**Passage provided:**

BEGIN

Erdoğan too toxic for Biden’s Democracy Summit, says Turkey expert Erdemir

U.S. President Joe Biden would like to continue a pragmatic relationship with Turkey, but Turkish President Recep Tayyip Erdoğan’s regime is too toxic across the U.S. political spectrum to invite him to the Democracy Summit, according to Aykan Erdemir, a senior program director for Turkey at the Foundation for Defence of Democracies (FDD) and a former opposition member of the Turkish parliament.

It would be embarrassing for Biden to pose with Erdoğan at a time when Turkey is one of the worst offenders in the areas of academic freedom, press freedom, and rule of law and democracy, Erdemir told Ahval’s podcast series 12 Minutes on Thursday.

The Democracy Summit started on Thursday morning with Biden’s opening speech. The virtual summit is seen as one of Biden’s key foreign policy initiatives as he seeks to push back against a global wave of authoritarianism.

END

(Records from a data collection)
BEGIN

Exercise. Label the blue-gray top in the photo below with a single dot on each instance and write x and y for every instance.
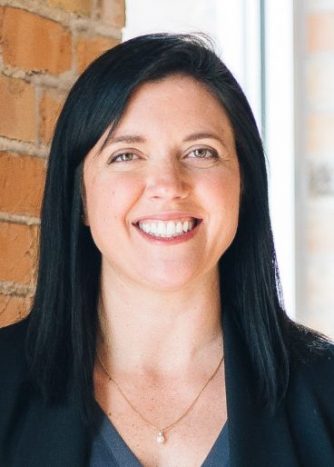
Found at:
(109, 449)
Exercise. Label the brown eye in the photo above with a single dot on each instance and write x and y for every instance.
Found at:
(123, 157)
(203, 153)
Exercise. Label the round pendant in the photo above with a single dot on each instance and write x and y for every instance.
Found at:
(161, 437)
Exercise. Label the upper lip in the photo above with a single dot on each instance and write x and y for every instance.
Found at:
(165, 216)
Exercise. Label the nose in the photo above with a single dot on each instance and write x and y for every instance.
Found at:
(168, 180)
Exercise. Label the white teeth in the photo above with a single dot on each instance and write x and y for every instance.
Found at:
(167, 229)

END

**Task to complete:**
Please write what comes next in the article on Erdoğan and Biden's Democracy Summit, beginning after its final sentence.

**Answer section:**
The summit was among Biden’s presidential campaign promises in 2020. While Turkey is not invited over Erdoğan’s record of undermining democratic systems, there are more than 100 countries participating in the summit.

Erdemir believes Turkey’s exclusion from the summit is “yet another reminder”, not only of cold relations between the two leaders, but also of the continued bipartisan consensus in Washington that Turkey is neither a functioning democracy nor a close ally that merits such an invitation.

According to the FDD expert, many observers expect the summit to be an anticlimactic event that will not amount to much. Nevertheless, the signalling for Ankara remains negative, regardless of whether the Democracy Summit succeeds or fails.